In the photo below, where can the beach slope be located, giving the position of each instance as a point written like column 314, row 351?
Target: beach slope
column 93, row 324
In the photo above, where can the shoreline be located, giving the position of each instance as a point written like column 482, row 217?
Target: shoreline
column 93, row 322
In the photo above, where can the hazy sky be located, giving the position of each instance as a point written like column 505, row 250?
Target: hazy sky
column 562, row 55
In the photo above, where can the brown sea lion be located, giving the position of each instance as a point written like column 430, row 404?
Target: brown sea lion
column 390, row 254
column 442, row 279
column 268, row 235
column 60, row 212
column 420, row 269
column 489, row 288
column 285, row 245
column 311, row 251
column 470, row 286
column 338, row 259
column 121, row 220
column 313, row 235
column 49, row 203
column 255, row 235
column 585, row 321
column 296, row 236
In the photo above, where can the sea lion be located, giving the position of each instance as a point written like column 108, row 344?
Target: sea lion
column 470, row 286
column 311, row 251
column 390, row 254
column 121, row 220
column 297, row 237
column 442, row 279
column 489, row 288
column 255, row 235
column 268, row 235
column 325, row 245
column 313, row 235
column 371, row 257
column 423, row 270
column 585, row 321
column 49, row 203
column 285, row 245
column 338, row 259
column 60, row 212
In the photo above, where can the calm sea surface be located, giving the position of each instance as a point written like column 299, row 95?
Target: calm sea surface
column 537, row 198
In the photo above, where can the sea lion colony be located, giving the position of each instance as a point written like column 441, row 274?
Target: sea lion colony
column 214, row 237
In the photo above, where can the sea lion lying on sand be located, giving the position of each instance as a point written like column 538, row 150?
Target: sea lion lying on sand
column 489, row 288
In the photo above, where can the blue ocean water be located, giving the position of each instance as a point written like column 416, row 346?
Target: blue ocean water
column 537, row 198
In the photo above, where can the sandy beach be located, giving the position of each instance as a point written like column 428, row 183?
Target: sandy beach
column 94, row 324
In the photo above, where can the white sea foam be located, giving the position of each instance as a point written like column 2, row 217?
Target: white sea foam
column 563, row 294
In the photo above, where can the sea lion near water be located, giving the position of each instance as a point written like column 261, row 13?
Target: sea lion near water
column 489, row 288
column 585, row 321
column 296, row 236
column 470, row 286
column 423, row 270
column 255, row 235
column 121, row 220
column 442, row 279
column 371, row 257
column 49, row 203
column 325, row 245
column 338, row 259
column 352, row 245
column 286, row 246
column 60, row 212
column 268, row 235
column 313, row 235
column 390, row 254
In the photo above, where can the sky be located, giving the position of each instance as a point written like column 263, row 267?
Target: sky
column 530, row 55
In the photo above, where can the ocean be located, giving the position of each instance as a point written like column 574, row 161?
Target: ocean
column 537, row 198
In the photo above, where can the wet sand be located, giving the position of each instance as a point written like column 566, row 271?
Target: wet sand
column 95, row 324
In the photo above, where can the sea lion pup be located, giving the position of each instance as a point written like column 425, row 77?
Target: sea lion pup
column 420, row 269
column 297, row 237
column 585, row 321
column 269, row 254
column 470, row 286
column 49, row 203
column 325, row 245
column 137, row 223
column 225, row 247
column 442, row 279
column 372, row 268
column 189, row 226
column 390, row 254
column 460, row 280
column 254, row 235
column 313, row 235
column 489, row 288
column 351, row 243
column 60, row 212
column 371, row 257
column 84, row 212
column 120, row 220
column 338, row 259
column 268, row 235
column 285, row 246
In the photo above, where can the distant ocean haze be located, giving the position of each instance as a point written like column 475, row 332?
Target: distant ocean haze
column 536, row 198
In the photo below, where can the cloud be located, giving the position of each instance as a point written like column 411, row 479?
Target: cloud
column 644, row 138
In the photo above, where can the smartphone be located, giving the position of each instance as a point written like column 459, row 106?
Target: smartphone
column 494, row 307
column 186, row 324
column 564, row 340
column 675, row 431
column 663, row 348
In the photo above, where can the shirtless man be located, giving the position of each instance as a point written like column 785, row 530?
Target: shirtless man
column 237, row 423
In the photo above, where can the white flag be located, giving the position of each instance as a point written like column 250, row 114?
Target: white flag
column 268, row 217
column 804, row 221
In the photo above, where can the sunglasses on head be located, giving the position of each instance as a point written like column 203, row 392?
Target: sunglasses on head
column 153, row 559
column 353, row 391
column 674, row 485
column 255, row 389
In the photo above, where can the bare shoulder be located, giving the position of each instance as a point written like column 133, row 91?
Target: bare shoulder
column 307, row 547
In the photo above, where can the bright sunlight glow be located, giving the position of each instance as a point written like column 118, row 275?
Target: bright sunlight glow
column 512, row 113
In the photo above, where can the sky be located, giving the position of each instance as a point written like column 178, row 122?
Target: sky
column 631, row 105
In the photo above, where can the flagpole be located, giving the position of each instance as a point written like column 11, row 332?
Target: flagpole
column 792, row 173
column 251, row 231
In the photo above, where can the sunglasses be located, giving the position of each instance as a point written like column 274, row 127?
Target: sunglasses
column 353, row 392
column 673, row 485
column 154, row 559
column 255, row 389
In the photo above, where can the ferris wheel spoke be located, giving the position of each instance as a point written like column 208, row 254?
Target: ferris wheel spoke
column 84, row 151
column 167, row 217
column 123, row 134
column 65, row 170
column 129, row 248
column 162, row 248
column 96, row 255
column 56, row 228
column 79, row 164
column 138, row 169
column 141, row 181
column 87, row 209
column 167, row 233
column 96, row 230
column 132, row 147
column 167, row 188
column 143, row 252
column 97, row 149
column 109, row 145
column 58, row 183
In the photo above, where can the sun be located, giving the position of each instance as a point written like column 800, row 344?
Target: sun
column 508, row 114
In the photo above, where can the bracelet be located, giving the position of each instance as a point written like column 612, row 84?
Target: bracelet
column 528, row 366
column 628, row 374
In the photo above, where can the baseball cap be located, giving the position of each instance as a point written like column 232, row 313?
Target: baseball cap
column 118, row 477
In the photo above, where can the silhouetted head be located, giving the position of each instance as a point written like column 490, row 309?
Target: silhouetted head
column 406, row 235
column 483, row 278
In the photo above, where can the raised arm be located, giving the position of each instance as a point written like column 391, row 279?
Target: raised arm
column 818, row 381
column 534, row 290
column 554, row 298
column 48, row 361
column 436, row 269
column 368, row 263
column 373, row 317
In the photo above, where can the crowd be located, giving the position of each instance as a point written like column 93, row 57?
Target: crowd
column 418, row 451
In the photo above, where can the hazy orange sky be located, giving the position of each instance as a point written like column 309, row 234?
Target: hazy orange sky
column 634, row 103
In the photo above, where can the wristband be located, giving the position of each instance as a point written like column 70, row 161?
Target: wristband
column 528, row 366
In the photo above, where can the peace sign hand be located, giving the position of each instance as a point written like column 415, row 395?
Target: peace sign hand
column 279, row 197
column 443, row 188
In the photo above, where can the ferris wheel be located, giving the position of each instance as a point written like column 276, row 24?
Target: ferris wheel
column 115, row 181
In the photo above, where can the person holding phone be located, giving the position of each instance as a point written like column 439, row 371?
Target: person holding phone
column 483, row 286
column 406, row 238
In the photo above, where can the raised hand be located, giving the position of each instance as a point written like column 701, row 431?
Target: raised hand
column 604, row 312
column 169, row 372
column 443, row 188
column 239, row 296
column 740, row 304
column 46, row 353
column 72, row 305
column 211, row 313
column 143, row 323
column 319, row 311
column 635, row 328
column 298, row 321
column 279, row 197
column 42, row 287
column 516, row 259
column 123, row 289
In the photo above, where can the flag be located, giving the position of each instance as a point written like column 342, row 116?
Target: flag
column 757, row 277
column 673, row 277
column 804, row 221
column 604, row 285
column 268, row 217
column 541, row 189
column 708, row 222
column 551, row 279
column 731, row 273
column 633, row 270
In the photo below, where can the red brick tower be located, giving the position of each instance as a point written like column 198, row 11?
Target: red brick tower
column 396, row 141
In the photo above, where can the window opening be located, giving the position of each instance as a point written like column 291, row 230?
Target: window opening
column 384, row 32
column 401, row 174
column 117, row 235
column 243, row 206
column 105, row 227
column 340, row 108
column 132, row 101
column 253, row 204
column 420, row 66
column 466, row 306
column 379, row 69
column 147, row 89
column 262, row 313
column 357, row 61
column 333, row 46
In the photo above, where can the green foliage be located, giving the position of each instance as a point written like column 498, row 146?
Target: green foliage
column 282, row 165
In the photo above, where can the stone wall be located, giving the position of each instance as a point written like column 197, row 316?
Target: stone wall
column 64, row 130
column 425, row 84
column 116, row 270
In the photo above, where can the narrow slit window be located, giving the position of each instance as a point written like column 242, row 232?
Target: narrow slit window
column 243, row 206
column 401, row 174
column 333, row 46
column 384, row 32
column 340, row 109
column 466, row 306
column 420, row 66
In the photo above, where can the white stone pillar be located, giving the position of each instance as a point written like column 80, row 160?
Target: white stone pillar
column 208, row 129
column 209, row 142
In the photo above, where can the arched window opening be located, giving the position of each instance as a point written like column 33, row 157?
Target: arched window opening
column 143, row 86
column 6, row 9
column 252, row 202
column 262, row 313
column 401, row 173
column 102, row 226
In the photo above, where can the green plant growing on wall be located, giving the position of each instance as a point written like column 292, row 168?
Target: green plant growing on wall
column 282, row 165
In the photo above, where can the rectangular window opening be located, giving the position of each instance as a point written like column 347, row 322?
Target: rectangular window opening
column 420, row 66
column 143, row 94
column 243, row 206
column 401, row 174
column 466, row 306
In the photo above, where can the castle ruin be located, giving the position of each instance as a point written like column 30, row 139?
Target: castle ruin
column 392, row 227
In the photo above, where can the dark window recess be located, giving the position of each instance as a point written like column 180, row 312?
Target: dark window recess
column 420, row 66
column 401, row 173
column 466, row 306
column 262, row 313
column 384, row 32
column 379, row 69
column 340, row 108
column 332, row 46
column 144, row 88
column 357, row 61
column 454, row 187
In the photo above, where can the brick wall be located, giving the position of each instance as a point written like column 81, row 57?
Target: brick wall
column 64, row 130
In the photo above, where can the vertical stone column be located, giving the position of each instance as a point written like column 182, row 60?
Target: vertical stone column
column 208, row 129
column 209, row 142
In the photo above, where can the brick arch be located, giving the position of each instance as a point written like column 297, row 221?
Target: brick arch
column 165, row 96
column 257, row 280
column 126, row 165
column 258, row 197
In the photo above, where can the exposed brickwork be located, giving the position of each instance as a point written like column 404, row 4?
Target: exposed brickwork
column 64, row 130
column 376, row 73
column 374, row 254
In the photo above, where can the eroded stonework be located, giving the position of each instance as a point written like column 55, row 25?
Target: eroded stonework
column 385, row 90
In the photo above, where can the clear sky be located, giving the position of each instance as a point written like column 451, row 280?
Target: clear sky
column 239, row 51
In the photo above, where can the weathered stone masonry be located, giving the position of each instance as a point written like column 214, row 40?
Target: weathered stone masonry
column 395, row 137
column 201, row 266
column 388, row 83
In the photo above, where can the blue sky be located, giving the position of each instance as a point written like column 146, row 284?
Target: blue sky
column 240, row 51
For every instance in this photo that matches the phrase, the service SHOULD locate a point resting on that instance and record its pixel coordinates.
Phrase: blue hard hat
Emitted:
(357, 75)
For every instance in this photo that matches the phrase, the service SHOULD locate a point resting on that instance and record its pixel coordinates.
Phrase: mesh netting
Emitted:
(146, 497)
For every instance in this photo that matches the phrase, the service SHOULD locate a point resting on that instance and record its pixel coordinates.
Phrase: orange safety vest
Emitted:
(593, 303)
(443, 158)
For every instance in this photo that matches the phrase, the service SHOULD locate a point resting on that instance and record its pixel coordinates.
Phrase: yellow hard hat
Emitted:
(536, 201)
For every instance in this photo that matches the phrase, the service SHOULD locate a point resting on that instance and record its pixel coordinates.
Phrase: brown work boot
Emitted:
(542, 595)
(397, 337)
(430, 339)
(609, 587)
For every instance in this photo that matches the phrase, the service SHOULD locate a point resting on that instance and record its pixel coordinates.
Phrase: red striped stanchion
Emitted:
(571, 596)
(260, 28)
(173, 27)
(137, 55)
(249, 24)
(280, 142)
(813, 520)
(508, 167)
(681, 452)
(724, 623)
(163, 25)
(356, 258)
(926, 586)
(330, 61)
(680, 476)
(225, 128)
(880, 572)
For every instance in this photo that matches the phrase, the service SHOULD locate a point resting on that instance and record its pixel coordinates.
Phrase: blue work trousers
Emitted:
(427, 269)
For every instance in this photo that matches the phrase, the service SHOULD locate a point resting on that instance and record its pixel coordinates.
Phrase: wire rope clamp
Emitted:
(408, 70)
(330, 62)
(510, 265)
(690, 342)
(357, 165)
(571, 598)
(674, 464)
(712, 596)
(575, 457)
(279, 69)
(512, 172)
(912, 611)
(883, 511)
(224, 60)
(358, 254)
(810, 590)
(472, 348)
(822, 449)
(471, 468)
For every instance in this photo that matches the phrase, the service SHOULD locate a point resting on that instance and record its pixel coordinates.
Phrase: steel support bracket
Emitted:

|---|

What is needed
Copy out only the lines of the records above from the one with "In the photo above, where can the sunglasses be" through the one with "In the photo above, where can the ferris wheel spoke", exactly as they stand, both included.

Answer to this task
In the photo above, where can the sunglasses be located, giving the position of each instance as a point written like column 274, row 127?
Target: sunglasses
column 353, row 392
column 673, row 485
column 154, row 559
column 255, row 389
In the photo above, where can the ferris wheel spoke be located, giving the position of each instance as a point written like column 208, row 254?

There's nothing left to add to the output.